The entries below are to be written out again without alteration.

RECORD EXCERPTS >>
=-=-=

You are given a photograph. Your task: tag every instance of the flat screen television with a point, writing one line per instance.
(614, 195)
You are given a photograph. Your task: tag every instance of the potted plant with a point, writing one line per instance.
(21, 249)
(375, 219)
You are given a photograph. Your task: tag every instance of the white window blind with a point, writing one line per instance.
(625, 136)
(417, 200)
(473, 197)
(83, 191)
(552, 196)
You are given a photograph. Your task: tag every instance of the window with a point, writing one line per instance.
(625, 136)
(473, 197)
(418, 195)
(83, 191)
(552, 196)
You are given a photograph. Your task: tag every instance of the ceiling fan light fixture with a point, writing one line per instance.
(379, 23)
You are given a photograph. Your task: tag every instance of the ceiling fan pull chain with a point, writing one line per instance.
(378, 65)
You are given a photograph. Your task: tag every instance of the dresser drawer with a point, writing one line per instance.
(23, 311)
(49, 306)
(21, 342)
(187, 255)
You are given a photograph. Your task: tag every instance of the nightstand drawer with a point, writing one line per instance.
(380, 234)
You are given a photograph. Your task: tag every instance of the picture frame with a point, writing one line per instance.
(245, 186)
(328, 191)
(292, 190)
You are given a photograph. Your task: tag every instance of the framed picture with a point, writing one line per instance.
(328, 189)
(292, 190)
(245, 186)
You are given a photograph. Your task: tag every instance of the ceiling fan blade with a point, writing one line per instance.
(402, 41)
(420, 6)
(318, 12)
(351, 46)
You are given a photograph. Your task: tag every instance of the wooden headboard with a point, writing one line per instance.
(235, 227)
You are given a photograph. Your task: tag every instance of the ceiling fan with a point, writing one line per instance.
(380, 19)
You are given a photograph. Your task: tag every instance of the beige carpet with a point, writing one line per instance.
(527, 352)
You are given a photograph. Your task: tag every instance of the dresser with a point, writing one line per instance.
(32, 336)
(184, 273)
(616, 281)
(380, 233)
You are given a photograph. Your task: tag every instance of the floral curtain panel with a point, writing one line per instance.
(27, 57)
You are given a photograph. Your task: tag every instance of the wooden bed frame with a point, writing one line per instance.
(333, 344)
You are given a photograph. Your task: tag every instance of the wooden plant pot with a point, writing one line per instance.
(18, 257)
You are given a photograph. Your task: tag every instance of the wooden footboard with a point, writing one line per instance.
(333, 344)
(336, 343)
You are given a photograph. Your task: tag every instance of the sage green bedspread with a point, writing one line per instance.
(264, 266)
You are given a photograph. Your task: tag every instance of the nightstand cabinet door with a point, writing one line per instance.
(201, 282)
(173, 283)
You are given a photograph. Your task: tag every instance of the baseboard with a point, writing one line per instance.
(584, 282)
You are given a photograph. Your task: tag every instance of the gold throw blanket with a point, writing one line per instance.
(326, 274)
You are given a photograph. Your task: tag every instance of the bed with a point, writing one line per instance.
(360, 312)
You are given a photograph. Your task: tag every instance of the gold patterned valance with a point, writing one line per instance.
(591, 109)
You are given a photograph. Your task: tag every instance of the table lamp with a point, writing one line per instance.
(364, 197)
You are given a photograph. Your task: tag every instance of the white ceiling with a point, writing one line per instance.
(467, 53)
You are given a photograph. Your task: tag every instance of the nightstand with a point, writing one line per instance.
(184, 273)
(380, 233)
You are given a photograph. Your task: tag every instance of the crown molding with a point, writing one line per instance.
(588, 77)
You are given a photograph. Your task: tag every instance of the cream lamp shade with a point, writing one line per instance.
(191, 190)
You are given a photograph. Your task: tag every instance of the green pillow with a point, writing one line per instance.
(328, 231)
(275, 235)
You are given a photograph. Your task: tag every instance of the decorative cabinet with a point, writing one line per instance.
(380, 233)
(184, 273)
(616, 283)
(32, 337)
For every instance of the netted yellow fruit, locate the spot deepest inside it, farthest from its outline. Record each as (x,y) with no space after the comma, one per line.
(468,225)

=-=-=

SOLUTION FOR THIS PROBLEM >>
You are given a photograph. Your task: tag every instance of the flat screen television with a point, writing one line per instance.
(614, 195)
You are given a photograph. Your task: tag every instance of the potted plant with a point, writing one line per instance.
(21, 249)
(375, 219)
You are given a photograph. Your task: tag every instance of the white window blind with a point, writing one line per instance.
(625, 136)
(417, 200)
(473, 197)
(83, 191)
(552, 196)
You are given a photograph. Your task: tag every instance of the window with a point, writing one line per instance.
(625, 136)
(473, 197)
(418, 195)
(83, 191)
(552, 196)
You are given a photograph. Your task: tag every instance of the ceiling fan light fixture with a point, writing one line per instance.
(379, 23)
You are given a photograph. Your task: tag every instance of the ceiling fan pull chain with a point, writing one line per instance.
(378, 65)
You are given a photograph. Your task: tag every instance of the dresser drawer with a point, writing one line per instance.
(23, 311)
(49, 306)
(21, 342)
(187, 255)
You are given a photograph. Your task: tag every instance of the nightstand drawer with a point, writing one line per instance.
(380, 234)
You are given a photograph. Your task: tag every instance of the picture frame with a point, writing one line per instance.
(245, 186)
(328, 191)
(292, 190)
You are given a photograph. Your task: tag every instance of the framed picture with a point, writing one line per instance.
(328, 189)
(292, 190)
(245, 186)
You are given a photograph. Your task: tag every instance of the ceiling fan blade with a point, writing one line per instance.
(402, 41)
(420, 6)
(318, 12)
(351, 46)
You are given a photograph. Your task: tag every instance of the wooden headboard with a point, writing one line per instance.
(235, 227)
You are given a photograph. Your task: tag every instance of the ceiling fan with a point, writing one line per instance.
(380, 19)
You are given a photograph. Your task: tag every instance of the beige carpet with a point, writing one line per instance.
(527, 352)
You are given a photograph. Your task: tag every instance of the dresser with a point, writing one line per instance.
(32, 336)
(184, 273)
(616, 281)
(380, 233)
You are given a photograph. Your task: tag every instance of the floral curtain panel with a point, writing one line per instance.
(27, 57)
You are given a photograph. Your task: tag every instance of the wooden bed frame with a point, writing one line per instance.
(333, 344)
You are given a photograph. Your task: tag every instance of the wooden plant pot with a point, writing one line per instance.
(18, 257)
You are given a photograph. Your task: tag every instance of the wooden footboard with a point, writing one line per instance.
(333, 344)
(336, 343)
You are given a photograph. Your task: tag every instance of the sage green bedspread with a point, writing one line per instance.
(264, 266)
You are given a photograph. Your task: tag every instance of the nightstand cabinet door with a point, writing one line per instance.
(201, 282)
(173, 283)
You are given a photograph. Your task: tag every instance of the baseboard with a point, writing one line per instance.
(584, 282)
You are given a photograph. Your task: tag every instance of the gold throw blanket with a point, writing one line per instance.
(326, 274)
You are given a photograph. Your task: tag every instance of the bed with a point, writing one line per instance.
(360, 312)
You are given a photograph. Your task: tag every instance of the gold patterned valance with a point, writing one line per instance.
(591, 109)
You are given a photograph. Your task: tag every instance of the table lamp with a point, writing one line per instance.
(364, 197)
You are given a photograph. Your task: tag every instance of the white ceiling with a point, writing one line per instance.
(467, 53)
You are given a photograph. Your task: tag every instance of the nightstand with a point, writing one line per instance.
(184, 273)
(380, 233)
You are given a photograph. Your task: tag every instance of the crown molding with a point, writing one line per instance.
(588, 77)
You are given a photograph. Your task: tag every instance of the cream lamp shade with a point, writing one line per instance.
(191, 190)
You are given a photograph. Your task: tag every instance of the green pillow with a point, writing one line per instance.
(328, 231)
(275, 235)
You are given a photograph. Your task: tag every instance of the decorative cabinet with a point, writing one line per instance.
(380, 233)
(184, 273)
(616, 283)
(32, 337)
For every instance of the netted yellow fruit, locate the spot deepest inside it, farthest from its outline. Record each as (x,y) with no space after the comma, one per line.
(468,225)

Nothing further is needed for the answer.